本文 —
+===+

この場合、このワクチンに対して、接種されたヒトの体内で免疫が誘導され、これが同時にワクチンの元となった病原体に対しても作用します。つまりこのヒトは、病原体に曝露されたときと同様、接種された抗原に対して「自ら能動的に、免疫を獲得した」ことになります。こういうのを「能動免疫」と呼び、この形で獲得された免疫は記憶され、二回目の曝露に対して速やかに免疫が誘導されてきます。
これに対して、他の動物やヒトが作った「抗体」を体内に取り入れた場合、これを「受動免疫」と呼びますが、その抗体が直接病原体や毒素を排除することは出来ても記憶はされません。なので感染防御のためにはあまり役に立たず、いわゆるワクチンとしては用いられません。
#まぁ受動免疫でも、新生児が自前で免疫を獲得できるようになるまでの間、母親由来の抗体を使って、身を守るときなんかには感染防御の役に立ってますけどね。
#でも医療上は通常、例えば毒ヘビに咬まれたときの毒素の中和とか、微生物が関わる疾患でも破傷風やボツリヌス中毒などのように病原体そのものよりも、それが産生する強力な毒素の方が問題になるようなケースで用いられるもの(いわゆる「抗血清」)です。
じゃあダチョウの卵で「ワクチン」は出来ないか、というと……一応出来ないことはないでしょうが、却って効率は悪いんじゃないかと。

+===+

表示中の一覧 —

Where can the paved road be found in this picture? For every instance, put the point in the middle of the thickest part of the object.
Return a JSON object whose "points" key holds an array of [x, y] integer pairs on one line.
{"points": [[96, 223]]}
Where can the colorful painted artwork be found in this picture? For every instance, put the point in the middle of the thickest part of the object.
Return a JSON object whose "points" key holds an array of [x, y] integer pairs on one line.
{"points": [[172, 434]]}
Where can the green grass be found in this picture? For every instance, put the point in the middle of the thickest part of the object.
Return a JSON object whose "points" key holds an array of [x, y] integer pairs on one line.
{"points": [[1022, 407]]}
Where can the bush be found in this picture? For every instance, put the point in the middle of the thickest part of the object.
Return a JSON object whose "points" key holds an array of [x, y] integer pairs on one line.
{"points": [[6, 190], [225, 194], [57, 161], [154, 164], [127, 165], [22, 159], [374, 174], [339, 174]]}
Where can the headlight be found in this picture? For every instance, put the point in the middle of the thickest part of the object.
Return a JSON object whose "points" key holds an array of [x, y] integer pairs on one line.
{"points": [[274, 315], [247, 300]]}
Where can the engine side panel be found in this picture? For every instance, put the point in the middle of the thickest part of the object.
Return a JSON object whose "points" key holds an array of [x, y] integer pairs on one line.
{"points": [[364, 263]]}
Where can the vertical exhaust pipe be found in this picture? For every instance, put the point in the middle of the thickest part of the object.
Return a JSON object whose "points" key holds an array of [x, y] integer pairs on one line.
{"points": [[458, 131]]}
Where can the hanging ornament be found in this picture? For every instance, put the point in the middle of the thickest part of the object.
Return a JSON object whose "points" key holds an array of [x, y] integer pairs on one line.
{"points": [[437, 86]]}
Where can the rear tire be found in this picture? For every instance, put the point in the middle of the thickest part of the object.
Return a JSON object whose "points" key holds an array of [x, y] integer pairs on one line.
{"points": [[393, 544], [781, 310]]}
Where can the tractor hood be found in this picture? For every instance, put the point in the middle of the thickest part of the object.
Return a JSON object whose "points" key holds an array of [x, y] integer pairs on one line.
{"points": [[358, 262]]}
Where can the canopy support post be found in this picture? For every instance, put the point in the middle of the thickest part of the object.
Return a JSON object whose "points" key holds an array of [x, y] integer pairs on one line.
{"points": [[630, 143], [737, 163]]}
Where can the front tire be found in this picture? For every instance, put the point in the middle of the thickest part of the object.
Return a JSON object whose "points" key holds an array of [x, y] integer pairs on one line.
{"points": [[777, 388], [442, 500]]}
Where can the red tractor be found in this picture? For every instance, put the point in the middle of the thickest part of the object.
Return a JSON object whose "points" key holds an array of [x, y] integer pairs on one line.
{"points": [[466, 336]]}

+===+

課題の内容 — 能動免疫と受動免疫を説明した本文を、その最後の文の後から書き継いでください。

課題の結果 —
…などと考えると、素直にふ化鶏卵を使う方が、まだましじゃないかと。
今回の発表では培養細胞を使ってますけど、ここらへん、普通に実験室でやろうとすると、動物細胞培養のための培地なんかが高いんですよね。CO2インキュベーターもいるだろうし、おまけに効率よく増やそうと思ったら、培地中にトリプシンあたりを加える必要も出てくると思うので。
#インフルエンザウイルスは、培養細胞では、トリプシンを外から与えてHA開裂させないと増えにくいのです……ふ化鶏卵の中では特に何もしなくても鶏卵中のプロテアーゼが開裂させてくれるのだけど。
まぁこの辺りをどうデザインして最適化してるかが、製薬会社の腕の見せ所というか、企業秘密にあたる部分だと思いますが、ふ化鶏卵の系に比べて「早く、大量に」出来たとしても、決して「安く」はないんじゃないかなぁ、と思ったりして。